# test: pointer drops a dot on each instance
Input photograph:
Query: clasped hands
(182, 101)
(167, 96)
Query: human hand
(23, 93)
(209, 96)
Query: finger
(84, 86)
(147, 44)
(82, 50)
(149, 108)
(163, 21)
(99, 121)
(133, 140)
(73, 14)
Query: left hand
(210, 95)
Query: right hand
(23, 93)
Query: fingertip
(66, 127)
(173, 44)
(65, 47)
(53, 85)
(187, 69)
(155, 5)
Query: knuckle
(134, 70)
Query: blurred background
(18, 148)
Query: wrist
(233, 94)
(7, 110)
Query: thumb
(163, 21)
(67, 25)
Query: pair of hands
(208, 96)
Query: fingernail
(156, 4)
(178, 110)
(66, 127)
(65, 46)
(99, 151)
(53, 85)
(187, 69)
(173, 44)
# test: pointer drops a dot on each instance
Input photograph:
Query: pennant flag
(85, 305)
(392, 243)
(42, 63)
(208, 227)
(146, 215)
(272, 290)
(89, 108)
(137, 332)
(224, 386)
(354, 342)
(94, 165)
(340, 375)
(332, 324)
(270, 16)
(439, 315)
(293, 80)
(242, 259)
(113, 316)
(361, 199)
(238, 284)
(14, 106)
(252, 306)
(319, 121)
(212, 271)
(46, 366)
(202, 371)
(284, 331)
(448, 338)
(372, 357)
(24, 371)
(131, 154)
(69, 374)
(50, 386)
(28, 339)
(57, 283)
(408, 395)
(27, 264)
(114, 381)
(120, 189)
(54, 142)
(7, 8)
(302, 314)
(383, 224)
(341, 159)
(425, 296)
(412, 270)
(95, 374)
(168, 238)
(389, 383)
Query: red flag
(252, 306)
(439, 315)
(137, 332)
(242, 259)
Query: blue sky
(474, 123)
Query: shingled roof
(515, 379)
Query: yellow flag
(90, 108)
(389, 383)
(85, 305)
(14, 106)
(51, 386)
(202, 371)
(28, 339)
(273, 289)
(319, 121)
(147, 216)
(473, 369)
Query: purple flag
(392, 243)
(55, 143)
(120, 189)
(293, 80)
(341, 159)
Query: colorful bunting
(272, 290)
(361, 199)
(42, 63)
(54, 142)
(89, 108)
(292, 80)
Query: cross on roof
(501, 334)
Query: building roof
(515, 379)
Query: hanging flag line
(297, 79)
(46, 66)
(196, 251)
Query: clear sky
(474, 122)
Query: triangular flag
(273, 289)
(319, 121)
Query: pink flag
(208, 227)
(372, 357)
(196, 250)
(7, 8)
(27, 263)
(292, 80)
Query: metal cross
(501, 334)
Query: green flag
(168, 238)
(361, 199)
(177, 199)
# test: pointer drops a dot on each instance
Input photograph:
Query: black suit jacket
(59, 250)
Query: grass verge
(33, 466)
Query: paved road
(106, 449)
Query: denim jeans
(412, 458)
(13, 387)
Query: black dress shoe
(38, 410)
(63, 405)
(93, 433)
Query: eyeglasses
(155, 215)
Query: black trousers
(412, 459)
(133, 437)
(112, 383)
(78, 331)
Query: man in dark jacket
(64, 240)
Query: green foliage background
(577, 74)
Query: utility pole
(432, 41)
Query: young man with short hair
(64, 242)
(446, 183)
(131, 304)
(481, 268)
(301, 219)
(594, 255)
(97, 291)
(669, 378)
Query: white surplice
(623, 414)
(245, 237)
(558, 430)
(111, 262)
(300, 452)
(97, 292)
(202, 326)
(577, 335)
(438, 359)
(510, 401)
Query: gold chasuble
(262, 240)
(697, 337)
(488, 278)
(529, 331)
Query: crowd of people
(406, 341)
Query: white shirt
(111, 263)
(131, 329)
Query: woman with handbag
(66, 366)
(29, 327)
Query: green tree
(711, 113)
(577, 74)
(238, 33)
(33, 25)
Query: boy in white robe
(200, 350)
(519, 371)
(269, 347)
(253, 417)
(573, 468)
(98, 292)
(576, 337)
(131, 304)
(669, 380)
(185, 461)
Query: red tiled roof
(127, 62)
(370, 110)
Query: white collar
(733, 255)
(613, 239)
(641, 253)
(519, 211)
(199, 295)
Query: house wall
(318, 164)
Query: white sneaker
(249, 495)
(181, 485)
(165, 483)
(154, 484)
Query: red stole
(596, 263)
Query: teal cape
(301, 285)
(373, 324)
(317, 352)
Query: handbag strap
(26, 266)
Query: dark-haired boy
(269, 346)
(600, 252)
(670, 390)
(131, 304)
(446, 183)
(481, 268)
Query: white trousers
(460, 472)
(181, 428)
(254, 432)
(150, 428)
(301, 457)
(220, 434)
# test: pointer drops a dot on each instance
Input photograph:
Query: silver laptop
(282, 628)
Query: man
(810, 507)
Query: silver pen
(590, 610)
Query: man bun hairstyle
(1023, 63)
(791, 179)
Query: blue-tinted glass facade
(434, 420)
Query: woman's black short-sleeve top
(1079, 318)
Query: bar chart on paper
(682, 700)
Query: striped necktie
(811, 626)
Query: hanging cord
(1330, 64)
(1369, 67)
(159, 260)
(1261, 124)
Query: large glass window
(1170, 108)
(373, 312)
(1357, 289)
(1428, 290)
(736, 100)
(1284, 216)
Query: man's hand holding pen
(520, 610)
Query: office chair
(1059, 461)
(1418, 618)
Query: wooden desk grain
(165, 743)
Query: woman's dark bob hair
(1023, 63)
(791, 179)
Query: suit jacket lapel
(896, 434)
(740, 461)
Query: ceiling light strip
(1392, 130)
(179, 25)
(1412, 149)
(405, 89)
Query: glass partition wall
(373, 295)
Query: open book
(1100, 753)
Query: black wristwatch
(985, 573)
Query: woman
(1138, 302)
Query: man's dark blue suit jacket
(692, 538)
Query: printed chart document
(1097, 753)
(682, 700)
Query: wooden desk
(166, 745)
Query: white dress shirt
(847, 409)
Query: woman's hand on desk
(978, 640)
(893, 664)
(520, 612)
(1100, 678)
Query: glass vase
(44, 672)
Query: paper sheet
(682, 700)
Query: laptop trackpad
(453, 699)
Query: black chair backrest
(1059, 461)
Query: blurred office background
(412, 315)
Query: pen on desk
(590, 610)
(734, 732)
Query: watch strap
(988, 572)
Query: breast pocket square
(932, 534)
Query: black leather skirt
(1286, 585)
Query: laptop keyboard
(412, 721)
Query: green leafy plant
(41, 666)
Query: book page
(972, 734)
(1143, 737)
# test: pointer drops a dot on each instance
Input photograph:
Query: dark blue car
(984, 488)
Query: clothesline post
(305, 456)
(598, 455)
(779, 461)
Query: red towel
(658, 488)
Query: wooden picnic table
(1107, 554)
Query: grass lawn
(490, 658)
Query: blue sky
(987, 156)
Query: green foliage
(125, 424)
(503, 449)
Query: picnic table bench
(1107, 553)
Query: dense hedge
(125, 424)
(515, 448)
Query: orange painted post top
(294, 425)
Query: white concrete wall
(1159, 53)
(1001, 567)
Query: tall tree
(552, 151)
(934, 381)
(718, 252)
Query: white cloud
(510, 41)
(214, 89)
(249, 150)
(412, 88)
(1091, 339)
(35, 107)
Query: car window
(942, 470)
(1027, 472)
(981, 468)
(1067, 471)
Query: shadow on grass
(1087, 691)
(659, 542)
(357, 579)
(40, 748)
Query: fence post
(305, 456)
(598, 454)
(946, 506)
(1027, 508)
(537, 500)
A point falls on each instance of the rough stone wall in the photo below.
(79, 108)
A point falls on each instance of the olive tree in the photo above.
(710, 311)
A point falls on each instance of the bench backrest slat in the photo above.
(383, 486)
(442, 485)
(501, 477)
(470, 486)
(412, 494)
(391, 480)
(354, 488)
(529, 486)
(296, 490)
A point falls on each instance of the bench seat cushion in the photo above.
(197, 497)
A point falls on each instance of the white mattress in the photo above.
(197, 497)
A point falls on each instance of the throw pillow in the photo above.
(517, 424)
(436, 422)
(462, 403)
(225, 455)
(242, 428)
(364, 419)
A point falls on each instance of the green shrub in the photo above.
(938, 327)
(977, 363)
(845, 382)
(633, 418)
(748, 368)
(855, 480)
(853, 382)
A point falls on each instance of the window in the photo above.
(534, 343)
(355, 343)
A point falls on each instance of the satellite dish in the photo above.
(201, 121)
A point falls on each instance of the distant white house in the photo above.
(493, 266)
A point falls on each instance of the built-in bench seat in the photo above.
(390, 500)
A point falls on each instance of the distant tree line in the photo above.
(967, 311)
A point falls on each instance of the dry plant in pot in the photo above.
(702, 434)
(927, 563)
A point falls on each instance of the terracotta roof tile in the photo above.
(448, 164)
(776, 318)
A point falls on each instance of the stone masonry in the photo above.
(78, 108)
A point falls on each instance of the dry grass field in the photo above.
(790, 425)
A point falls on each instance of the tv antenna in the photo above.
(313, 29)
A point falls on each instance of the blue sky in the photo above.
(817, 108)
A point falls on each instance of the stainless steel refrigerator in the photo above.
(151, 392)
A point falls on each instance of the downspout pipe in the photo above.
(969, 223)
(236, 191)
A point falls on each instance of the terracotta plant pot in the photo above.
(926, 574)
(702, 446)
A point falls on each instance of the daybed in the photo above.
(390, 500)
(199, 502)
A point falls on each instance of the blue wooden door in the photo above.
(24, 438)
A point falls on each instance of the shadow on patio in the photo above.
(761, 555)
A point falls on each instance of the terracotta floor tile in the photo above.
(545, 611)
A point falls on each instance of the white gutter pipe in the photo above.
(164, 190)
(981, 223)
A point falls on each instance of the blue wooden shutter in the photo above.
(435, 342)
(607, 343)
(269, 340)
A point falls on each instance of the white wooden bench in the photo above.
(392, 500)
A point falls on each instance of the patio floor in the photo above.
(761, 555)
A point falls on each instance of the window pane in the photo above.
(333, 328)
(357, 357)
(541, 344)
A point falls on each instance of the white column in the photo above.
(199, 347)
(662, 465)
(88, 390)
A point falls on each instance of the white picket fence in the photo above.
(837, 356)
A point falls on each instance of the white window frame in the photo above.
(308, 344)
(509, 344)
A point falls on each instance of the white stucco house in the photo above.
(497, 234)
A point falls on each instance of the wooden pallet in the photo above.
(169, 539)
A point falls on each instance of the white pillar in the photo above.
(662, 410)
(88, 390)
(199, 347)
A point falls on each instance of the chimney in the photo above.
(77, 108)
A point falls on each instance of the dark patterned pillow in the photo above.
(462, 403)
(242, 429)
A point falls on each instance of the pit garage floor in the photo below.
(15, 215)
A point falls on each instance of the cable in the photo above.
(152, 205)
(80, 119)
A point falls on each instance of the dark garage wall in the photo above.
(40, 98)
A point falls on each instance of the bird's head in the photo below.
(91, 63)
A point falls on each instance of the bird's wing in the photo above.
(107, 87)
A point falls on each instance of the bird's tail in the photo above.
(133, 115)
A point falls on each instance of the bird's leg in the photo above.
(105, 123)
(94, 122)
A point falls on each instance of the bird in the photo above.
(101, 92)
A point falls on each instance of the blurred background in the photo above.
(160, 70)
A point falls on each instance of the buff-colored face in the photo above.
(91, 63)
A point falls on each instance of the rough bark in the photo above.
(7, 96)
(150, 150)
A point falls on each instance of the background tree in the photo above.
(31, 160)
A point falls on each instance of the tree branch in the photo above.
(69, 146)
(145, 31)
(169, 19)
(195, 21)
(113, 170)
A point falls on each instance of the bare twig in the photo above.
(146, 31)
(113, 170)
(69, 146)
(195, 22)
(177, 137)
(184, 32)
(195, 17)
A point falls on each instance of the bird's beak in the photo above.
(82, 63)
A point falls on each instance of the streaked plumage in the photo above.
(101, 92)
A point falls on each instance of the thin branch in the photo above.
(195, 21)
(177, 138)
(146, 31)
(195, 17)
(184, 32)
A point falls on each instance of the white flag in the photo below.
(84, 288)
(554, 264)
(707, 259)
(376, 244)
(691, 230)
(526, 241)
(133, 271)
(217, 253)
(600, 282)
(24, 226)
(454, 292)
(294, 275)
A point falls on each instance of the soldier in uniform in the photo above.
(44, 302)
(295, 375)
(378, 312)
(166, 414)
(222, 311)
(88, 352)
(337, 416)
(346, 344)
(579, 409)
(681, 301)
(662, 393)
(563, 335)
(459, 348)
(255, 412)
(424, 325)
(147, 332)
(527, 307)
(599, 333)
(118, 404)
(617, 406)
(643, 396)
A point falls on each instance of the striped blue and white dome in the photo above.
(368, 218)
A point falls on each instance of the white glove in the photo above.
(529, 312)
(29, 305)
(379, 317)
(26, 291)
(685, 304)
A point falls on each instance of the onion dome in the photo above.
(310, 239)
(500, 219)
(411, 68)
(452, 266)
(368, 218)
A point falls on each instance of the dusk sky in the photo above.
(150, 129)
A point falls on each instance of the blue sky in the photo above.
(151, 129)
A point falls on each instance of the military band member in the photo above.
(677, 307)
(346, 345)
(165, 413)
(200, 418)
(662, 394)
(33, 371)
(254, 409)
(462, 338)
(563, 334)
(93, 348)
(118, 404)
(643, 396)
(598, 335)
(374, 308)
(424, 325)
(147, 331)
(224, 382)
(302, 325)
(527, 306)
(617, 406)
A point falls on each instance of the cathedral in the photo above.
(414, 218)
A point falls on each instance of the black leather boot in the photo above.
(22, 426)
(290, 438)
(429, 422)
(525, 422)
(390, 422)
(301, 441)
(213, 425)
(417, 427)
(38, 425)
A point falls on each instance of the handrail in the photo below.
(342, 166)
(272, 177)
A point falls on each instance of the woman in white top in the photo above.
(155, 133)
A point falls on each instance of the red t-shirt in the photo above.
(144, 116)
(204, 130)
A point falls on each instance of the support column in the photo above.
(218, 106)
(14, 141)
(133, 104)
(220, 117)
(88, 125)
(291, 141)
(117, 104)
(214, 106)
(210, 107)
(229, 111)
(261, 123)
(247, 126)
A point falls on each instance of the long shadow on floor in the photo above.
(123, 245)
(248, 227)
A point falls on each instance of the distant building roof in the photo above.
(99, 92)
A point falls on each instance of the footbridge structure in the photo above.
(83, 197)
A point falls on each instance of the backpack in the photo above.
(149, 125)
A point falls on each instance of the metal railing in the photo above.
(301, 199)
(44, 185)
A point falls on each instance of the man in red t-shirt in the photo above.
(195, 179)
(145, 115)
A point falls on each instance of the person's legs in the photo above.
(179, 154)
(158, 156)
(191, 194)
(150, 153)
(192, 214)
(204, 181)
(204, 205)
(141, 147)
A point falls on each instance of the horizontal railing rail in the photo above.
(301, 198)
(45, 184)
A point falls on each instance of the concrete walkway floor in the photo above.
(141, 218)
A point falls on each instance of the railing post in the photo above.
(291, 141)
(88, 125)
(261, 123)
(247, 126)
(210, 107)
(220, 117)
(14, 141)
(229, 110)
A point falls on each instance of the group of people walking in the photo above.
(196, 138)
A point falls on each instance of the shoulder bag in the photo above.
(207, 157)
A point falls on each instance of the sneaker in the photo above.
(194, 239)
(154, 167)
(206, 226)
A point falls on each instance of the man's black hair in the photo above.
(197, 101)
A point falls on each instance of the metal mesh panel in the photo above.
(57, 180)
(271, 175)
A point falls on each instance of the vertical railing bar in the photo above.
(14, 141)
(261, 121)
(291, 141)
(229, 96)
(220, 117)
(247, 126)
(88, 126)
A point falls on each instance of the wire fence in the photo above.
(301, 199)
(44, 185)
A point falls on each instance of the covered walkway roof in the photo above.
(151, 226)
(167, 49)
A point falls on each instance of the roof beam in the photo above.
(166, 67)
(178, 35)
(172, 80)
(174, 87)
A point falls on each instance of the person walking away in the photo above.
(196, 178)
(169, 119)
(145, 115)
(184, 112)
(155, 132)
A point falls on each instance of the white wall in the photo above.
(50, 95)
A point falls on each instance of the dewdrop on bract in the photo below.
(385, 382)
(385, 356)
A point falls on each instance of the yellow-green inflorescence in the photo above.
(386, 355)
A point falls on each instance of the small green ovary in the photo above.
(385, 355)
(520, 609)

INSTRUCTIONS FOR THE TASK: In the entries above, take the line containing "A point falls on each instance of the wire" and each later line through the last, and repeat them exactly. Output nothing else.

SOLUTION BELOW:
A point falls on each instance of the wire fence in the photo above.
(301, 199)
(44, 185)
A point falls on each instance of the covered walkway roof in the photo above.
(151, 226)
(167, 49)
A point falls on each instance of the roof beam in the photo above.
(166, 67)
(178, 35)
(172, 80)
(174, 87)
A point falls on each instance of the person walking away in the photo above.
(196, 178)
(169, 119)
(145, 115)
(184, 112)
(155, 132)
A point falls on each instance of the white wall in the photo above.
(50, 95)
A point falls on each instance of the dewdrop on bract in the photo below.
(385, 382)
(385, 356)
A point falls on each instance of the yellow-green inflorescence in the photo above.
(386, 355)
A point falls on each instance of the small green ovary in the photo above.
(385, 355)
(520, 609)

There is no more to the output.